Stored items
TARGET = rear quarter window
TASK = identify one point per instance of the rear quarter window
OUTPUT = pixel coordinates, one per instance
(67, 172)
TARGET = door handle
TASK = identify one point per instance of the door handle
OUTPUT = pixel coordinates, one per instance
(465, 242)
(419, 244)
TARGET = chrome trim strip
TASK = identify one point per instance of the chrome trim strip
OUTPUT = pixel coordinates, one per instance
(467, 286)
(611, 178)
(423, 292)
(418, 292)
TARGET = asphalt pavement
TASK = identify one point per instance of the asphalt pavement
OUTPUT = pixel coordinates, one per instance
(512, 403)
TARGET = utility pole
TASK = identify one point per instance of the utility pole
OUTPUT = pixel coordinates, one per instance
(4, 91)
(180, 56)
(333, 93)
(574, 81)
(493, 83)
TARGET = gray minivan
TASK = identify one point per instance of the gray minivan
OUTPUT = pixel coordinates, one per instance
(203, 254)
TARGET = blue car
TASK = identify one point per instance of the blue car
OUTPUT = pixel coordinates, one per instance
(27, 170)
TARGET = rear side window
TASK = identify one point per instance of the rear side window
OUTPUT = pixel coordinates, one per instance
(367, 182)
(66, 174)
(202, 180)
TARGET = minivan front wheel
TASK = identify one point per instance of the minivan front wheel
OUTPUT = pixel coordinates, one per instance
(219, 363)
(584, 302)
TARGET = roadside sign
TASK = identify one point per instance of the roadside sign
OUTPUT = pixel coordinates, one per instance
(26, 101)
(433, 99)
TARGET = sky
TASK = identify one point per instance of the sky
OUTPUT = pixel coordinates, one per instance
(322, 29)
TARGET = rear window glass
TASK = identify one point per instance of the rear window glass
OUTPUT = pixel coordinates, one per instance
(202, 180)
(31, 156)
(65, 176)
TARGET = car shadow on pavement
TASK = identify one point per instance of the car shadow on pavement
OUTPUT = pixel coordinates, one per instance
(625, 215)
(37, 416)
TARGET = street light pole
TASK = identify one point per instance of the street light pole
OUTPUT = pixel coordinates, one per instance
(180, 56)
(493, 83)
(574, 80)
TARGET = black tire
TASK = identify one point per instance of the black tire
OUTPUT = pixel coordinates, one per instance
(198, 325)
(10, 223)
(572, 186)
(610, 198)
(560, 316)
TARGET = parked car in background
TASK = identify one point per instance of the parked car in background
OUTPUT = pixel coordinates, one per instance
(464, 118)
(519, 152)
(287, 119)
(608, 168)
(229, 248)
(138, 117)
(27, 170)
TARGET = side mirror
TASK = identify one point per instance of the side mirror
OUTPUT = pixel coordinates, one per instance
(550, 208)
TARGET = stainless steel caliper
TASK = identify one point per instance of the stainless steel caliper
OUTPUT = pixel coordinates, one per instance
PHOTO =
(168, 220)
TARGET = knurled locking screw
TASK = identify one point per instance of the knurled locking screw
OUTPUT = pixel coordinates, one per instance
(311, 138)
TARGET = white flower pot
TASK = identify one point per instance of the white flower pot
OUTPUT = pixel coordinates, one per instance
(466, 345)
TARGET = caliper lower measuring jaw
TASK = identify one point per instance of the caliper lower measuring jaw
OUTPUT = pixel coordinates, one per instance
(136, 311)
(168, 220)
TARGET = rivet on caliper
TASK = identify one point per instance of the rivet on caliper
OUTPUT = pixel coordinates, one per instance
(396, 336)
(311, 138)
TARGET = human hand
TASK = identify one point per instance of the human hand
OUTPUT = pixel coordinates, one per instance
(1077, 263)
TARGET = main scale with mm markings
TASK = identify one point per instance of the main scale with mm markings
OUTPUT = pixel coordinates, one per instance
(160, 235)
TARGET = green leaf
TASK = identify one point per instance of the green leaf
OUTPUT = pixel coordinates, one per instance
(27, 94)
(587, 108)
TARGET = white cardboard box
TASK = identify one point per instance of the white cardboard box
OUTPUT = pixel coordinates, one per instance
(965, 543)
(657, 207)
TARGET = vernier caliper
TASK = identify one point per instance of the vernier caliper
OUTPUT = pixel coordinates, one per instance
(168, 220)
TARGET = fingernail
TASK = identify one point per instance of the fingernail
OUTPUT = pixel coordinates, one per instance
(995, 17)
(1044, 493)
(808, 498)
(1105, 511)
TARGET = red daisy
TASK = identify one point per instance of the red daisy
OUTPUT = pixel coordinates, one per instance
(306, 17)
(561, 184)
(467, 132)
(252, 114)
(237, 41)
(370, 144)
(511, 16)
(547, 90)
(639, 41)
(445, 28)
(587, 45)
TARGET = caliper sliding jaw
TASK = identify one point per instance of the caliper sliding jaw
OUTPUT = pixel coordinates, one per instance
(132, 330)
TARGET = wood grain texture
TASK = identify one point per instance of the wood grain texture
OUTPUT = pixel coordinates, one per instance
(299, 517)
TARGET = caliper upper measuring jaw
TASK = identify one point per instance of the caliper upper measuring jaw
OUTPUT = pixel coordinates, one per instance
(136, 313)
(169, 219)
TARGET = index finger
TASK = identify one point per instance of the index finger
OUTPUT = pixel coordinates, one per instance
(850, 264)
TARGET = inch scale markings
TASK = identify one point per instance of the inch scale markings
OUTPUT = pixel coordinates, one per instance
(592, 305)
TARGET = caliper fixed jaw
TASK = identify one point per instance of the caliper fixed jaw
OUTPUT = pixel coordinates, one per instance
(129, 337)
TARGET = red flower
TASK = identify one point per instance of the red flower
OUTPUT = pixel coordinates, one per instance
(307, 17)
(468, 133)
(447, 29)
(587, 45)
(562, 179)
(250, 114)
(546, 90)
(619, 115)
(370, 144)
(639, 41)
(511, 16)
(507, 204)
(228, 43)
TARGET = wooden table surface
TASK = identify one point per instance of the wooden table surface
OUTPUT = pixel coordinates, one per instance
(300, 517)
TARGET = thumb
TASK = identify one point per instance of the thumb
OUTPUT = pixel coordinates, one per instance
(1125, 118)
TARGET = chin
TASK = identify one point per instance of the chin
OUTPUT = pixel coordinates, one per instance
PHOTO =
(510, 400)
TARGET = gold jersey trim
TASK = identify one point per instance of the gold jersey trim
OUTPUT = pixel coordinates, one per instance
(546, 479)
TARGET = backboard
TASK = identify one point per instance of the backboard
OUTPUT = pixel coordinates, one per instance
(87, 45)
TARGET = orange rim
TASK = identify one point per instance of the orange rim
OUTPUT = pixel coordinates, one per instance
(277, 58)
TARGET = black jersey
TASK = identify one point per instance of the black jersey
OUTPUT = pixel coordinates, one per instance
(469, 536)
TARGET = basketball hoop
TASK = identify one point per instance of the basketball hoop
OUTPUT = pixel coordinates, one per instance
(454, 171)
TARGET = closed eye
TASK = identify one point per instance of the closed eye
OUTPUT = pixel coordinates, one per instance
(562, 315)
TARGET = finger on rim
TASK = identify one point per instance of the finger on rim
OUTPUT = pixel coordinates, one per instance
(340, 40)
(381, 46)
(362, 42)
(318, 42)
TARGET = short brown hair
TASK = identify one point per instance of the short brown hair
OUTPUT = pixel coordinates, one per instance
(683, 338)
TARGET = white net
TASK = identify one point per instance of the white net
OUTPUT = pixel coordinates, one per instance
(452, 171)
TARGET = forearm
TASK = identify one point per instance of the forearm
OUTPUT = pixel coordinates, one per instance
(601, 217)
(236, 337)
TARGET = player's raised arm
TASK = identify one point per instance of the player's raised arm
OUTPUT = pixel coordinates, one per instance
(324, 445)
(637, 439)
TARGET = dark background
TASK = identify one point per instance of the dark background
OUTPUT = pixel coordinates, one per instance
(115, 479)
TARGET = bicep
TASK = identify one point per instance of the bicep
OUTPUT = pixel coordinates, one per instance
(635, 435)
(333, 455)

AIM OF THE EXERCISE: Rewrite the records with "pixel coordinates" changed to "image coordinates" wherever it occurs, keeping every other line the same.

THE ANSWER:
TARGET = rear quarter window
TASK = identify one point per instance of the rear quarter window
OUTPUT = image coordinates, one per instance
(67, 172)
TARGET = door handle
TASK = identify one point per instance of the door handle
OUTPUT = image coordinates, one per instance
(465, 242)
(419, 244)
TARGET = chrome trim strip
TASK = identify one point per instance of the chrome trim strip
OUTPUT = image coordinates, one per instance
(467, 286)
(611, 178)
(423, 292)
(418, 292)
TARGET = asphalt pavement
TASK = identify one point per instance of the asphalt pavement
OUTPUT = image coordinates, one per instance
(512, 403)
TARGET = utility pole
TASK = identify one point per instance of the utility pole
OUTPUT = image coordinates, one per instance
(4, 91)
(180, 56)
(333, 93)
(574, 81)
(493, 83)
TARGET = gray minivan
TASK = identify one point per instance of the gray minivan
OUTPUT = image coordinates, one per instance
(203, 254)
TARGET = blue car
TASK = identify one point per instance of the blue car
OUTPUT = image coordinates, one per instance
(27, 170)
TARGET = rear side window
TASK = identify one point per instance of the rear side window
OUTPUT = image coordinates, one per instance
(367, 182)
(66, 174)
(202, 180)
TARGET = minivan front wheel
TASK = identify one point per instance of the minivan front wheel
OUTPUT = image coordinates, one per instance
(219, 363)
(584, 302)
TARGET = roadside sign
TASK = identify one point per instance of the roadside sign
OUTPUT = image coordinates, one per instance
(26, 101)
(433, 99)
TARGET = sky
TASK = identify one point per instance of the sky
OUTPUT = image coordinates, one per instance
(322, 29)
TARGET = rear window glass
TASK = identify one point per instance of the rear window glass
OUTPUT = image coordinates, one per instance
(202, 180)
(31, 156)
(65, 176)
TARGET = car shadow on pavement
TASK = identify one point per instance of the car shadow on pavement
OUTPUT = image coordinates, one per instance
(625, 215)
(37, 416)
TARGET = street light pole
TASK = identify one point per instance of the street light pole
OUTPUT = image coordinates, one per instance
(180, 56)
(493, 83)
(574, 80)
TARGET = black tire
TASK = identify one point per instance of the black tire
OUTPUT = image coordinates, one per instance
(198, 325)
(10, 223)
(572, 186)
(610, 198)
(560, 316)
TARGET = parked car in background
TASK = identify one point per instance of the parked car in background
OUTPUT = image coordinates, one per instance
(464, 118)
(519, 152)
(287, 119)
(608, 168)
(229, 248)
(138, 117)
(27, 170)
TARGET = side mirror
TASK = identify one point per instance of the side mirror
OUTPUT = image coordinates, one per instance
(550, 208)
TARGET = stainless steel caliper
TASK = identify one point per instance of the stainless steel caliper
OUTPUT = image coordinates, one per instance
PHOTO =
(168, 220)
TARGET = knurled locking screw
TASK = identify one point per instance of the knurled locking screw
OUTPUT = image coordinates, one per instance
(311, 138)
TARGET = white flower pot
TASK = identify one point per instance of the white flower pot
OUTPUT = image coordinates, one per instance
(466, 345)
TARGET = caliper lower measuring jaw
TASK = identify one point per instance of the caliper lower measuring jaw
OUTPUT = image coordinates, one per instance
(136, 311)
(168, 220)
TARGET = rivet on caliper
TASK = identify one point per instance of the rivet on caliper
OUTPUT = image coordinates, one per instance
(396, 336)
(311, 138)
TARGET = human hand
TASK = identify one point per instance of the human hand
OUTPUT = image coordinates, one per instance
(1077, 263)
TARGET = main scale with mm markings
TASK = identify one point per instance of the main scale with mm markings
OUTPUT = image coordinates, one per instance
(160, 235)
TARGET = green leaf
TASK = identify one point per instance of the green leaf
OUTPUT = image coordinates, one per instance
(27, 94)
(587, 108)
TARGET = white cardboard box
TASK = identify one point per instance of the white cardboard box
OUTPUT = image coordinates, one per instance
(965, 543)
(657, 207)
TARGET = vernier caliper
TASK = identify one point per instance of the vernier caliper
OUTPUT = image coordinates, one per instance
(168, 220)
TARGET = fingernail
TASK = identify one point per instance of the fingernail
OUTPUT = image coordinates, one per instance
(995, 17)
(1044, 493)
(808, 498)
(1105, 511)
TARGET = red daisy
TASK = identify one point per instance of the red daisy
OUTPUT = image coordinates, one per instance
(306, 17)
(561, 184)
(467, 132)
(252, 114)
(237, 41)
(370, 144)
(511, 16)
(547, 90)
(639, 41)
(445, 28)
(587, 45)
TARGET = caliper sliding jaw
TASK = identify one point per instance of the caliper sliding jaw
OUTPUT = image coordinates, one per instance
(132, 330)
TARGET = wood grain texture
TASK = identify one point per instance of the wood grain texture
OUTPUT = image coordinates, one per instance
(299, 517)
TARGET = caliper upper measuring jaw
TASK = identify one point per instance of the caliper upper measuring jaw
OUTPUT = image coordinates, one per instance
(136, 313)
(169, 219)
TARGET = index finger
TASK = identify one point per instance of the index finger
OUTPUT = image coordinates, one per instance
(850, 264)
TARGET = inch scale markings
TASK = identify one point per instance of the inch scale markings
OUTPUT = image coordinates, one per instance
(592, 305)
TARGET = caliper fixed jaw
TASK = identify one point per instance of the caliper fixed jaw
OUTPUT = image coordinates, one per instance
(129, 337)
TARGET = red flower
TASK = identify one point per instance of the red flower
OUTPUT = image coordinates, one per instance
(307, 17)
(468, 133)
(447, 29)
(587, 45)
(562, 179)
(250, 114)
(546, 90)
(619, 115)
(370, 144)
(639, 41)
(511, 16)
(507, 204)
(228, 43)
TARGET = wooden table surface
TASK = identify one point per instance of the wooden table surface
OUTPUT = image coordinates, one per instance
(300, 517)
TARGET = thumb
TASK = identify one point per instance of the thumb
OUTPUT = image coordinates, one per instance
(1125, 118)
TARGET = chin
TASK = identify one point per instance of the chin
OUTPUT = image coordinates, one per instance
PHOTO =
(510, 400)
TARGET = gold jersey trim
TASK = identify one point per instance of the gold jersey trim
OUTPUT = image coordinates, one per instance
(546, 479)
TARGET = backboard
TASK = identify one point per instance of the backboard
OUTPUT = image coordinates, one per instance
(87, 45)
TARGET = orange rim
TASK = identify one point per instance of the orange rim
OUTPUT = image coordinates, one per instance
(277, 58)
TARGET = black jersey
TASK = identify one point per instance of the black jersey
OUTPUT = image coordinates, one per instance
(469, 536)
TARGET = basketball hoop
TASK = identify one point per instance of the basketball hoop
OUTPUT = image coordinates, one per instance
(454, 171)
TARGET = closed eye
TASK = identify one point per instance of the closed eye
OUTPUT = image coordinates, one per instance
(562, 315)
TARGET = finger on rim
TASK = identify one point per instance of the finger on rim
OUTPUT = image coordinates, one per instance
(340, 40)
(381, 46)
(362, 42)
(318, 42)
TARGET = short brown hair
TASK = identify one point per instance of the short brown hair
OUTPUT = image coordinates, one per instance
(683, 338)
TARGET = white net
TASK = identify one point per instance of the white net
OUTPUT = image coordinates, one per instance
(452, 171)
TARGET = forearm
TASK = identify one point per instance of the forearm
OUTPUT = image coordinates, one per instance
(601, 217)
(236, 337)
TARGET = player's raised arm
TASK = identify one point per instance of the player's raised arm
OUTPUT = image coordinates, one per instance
(324, 445)
(637, 439)
TARGET = dark background
TASK = identify one point per instance of the dark background
OUTPUT = image coordinates, one per instance
(115, 479)
TARGET = bicep
TASK = identify one point per instance of the bicep
OUTPUT = image coordinates, one per instance
(635, 435)
(333, 455)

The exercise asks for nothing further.